> **Referring expression grounding data**:
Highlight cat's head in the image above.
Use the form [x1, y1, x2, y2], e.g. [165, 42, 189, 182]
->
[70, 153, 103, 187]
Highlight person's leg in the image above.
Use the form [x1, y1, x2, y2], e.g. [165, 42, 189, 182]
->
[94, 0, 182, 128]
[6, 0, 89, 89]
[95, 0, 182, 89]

> **REQUIREMENT**: Show every line in the records above that contains the word "image".

> **EXERCISE RESPONSE**:
Highlight cat's head in the image above.
Highlight person's leg in the image above.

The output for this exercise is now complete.